_Requirements:_ Format the lines of the material below as a numbered list, starting with the line that contains "Every instance of the tall indoor" and going on through the line that contains "x=300 y=167". Include both of those lines, leave out blank lines, and list no other lines.

_Exercise material:_
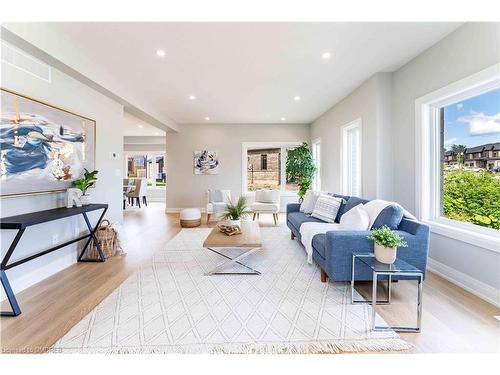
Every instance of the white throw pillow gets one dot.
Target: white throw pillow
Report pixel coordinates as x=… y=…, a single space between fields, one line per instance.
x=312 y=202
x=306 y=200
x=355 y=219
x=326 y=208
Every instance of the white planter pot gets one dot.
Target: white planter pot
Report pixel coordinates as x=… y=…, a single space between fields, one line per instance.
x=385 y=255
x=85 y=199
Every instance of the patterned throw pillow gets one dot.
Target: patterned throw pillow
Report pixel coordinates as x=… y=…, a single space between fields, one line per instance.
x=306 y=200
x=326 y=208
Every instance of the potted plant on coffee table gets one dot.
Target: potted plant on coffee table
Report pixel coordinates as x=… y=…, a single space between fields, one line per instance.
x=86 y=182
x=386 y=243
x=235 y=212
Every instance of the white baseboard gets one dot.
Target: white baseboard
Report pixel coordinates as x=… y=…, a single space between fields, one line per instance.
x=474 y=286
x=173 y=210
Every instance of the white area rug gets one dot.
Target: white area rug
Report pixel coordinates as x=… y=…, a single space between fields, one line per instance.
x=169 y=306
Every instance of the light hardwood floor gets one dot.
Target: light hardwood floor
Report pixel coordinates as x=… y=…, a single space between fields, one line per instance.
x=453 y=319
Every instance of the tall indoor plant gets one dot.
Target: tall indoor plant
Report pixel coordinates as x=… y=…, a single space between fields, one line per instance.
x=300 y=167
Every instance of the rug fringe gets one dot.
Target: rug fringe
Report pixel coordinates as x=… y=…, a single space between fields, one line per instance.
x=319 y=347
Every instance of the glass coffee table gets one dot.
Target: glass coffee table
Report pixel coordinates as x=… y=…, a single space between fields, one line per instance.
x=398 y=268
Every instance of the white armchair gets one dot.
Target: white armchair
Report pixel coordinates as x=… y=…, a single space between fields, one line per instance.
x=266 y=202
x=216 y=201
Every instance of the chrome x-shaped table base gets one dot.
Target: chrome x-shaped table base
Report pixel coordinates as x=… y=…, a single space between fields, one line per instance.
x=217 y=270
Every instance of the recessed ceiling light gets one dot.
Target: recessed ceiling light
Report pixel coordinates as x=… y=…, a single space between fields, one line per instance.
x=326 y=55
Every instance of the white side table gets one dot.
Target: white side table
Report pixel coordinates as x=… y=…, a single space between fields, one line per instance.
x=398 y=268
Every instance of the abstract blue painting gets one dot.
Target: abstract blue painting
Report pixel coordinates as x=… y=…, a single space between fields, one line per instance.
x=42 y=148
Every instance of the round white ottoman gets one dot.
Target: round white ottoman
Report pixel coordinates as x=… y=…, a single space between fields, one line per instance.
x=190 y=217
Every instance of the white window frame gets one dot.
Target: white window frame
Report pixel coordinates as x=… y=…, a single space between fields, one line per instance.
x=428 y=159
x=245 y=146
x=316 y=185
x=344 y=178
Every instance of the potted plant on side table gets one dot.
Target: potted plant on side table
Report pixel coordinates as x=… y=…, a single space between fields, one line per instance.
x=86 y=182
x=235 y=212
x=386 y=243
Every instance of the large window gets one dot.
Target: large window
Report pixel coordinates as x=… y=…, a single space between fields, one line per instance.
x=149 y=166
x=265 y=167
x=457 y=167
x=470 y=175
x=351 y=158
--
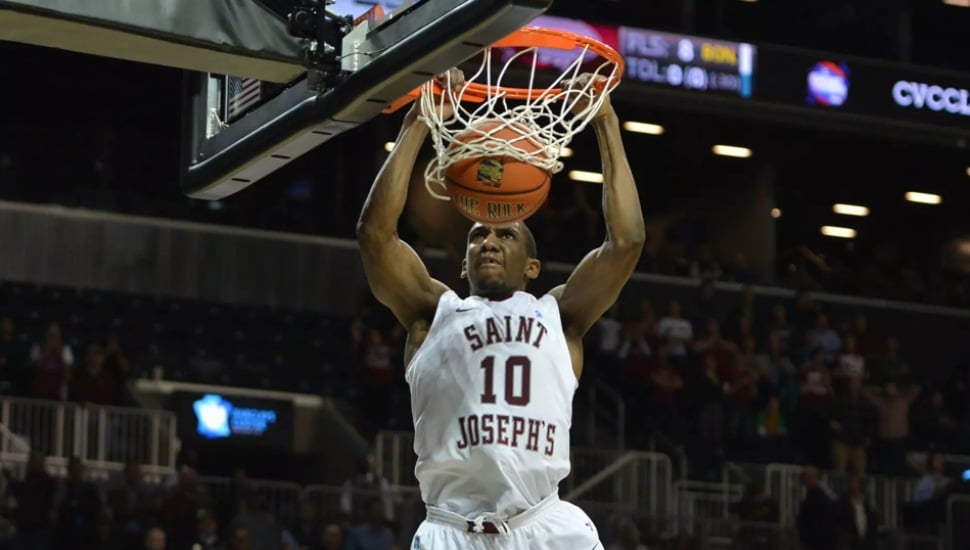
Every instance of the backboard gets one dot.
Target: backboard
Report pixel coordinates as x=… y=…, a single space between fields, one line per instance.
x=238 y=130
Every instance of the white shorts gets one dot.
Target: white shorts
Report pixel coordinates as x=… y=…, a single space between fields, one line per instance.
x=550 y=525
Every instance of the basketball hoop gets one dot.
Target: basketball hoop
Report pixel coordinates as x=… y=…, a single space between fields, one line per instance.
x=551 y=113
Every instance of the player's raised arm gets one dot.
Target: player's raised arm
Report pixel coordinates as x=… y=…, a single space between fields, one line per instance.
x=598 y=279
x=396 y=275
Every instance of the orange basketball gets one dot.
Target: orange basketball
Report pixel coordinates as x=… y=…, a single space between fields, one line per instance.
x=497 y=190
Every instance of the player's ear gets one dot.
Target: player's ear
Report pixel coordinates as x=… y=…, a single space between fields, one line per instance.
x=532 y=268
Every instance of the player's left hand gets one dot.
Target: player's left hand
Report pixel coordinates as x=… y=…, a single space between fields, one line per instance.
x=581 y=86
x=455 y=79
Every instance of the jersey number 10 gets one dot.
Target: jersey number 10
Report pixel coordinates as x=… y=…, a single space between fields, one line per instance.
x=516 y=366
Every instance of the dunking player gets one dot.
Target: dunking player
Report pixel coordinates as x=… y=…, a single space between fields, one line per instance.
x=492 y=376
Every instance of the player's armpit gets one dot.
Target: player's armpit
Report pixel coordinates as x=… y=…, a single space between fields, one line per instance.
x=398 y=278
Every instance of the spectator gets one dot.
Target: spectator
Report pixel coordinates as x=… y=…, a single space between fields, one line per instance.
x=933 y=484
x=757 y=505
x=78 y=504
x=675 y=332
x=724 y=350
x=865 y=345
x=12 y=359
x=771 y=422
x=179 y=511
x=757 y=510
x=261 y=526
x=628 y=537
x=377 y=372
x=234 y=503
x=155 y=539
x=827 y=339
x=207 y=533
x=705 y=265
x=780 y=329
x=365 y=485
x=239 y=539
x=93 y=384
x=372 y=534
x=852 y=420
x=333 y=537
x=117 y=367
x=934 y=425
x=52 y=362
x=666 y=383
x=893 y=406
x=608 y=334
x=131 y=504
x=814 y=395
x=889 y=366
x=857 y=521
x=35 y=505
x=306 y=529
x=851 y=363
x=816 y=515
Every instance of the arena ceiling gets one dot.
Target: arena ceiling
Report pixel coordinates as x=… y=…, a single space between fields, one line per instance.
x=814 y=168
==
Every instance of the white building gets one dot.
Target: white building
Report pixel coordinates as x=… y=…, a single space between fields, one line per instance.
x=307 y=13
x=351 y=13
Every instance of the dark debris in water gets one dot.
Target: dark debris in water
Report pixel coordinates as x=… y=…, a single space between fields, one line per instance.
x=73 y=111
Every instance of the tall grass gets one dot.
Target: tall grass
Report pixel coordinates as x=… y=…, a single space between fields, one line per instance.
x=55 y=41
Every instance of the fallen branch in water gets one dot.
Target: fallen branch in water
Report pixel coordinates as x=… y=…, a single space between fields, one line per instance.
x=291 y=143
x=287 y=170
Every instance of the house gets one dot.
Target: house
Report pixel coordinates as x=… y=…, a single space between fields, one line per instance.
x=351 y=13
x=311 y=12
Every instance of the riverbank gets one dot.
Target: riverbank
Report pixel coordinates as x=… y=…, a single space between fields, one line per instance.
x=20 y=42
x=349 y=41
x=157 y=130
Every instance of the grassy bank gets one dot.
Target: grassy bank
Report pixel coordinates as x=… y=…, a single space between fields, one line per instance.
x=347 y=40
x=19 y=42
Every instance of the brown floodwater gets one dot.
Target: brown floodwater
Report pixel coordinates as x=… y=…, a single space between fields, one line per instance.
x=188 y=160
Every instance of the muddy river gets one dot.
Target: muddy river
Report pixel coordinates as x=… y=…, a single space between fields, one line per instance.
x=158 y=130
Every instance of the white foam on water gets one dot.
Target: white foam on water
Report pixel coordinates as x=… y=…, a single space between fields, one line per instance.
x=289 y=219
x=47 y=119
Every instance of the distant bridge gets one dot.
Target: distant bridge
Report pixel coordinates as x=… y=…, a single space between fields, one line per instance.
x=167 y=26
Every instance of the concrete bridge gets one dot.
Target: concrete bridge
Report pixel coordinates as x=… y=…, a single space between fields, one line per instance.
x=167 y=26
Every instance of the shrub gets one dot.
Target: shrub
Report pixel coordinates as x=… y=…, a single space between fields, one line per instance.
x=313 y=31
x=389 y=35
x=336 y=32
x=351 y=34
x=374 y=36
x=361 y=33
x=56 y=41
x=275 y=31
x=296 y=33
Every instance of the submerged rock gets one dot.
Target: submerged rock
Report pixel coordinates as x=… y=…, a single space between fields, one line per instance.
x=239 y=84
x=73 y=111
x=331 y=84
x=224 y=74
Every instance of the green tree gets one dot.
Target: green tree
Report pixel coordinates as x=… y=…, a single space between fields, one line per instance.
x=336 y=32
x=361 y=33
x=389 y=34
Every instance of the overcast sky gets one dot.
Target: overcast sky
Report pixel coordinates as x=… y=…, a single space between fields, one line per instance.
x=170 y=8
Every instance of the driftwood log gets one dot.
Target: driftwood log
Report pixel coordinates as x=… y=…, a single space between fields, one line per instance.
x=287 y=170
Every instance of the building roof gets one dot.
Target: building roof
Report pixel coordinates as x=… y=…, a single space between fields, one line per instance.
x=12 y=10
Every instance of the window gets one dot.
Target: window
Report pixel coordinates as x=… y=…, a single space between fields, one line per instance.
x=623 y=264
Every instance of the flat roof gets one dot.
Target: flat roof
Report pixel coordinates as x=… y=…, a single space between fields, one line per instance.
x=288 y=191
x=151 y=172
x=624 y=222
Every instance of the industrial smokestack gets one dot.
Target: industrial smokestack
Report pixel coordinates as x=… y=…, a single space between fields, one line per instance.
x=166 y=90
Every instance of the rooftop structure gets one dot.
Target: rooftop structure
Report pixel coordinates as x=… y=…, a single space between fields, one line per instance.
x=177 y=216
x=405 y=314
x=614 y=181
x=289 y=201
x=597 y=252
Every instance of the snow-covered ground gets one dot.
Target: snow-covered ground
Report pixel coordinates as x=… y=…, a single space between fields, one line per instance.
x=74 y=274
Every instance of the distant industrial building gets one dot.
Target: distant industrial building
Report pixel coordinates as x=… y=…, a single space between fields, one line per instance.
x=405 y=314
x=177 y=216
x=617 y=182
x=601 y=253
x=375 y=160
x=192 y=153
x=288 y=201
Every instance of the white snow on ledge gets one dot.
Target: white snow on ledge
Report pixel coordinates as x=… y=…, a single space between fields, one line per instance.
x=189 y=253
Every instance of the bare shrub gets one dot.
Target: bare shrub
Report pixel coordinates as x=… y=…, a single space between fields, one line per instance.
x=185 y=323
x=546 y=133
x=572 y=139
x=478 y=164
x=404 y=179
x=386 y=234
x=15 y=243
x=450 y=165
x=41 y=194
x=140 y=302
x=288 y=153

_The output:_
1. Every instance of the tall indoor plant gets one dot.
2. Target: tall indoor plant
3. Report pixel coordinates as x=… y=…, a single space between fields, one line per instance.
4. x=300 y=167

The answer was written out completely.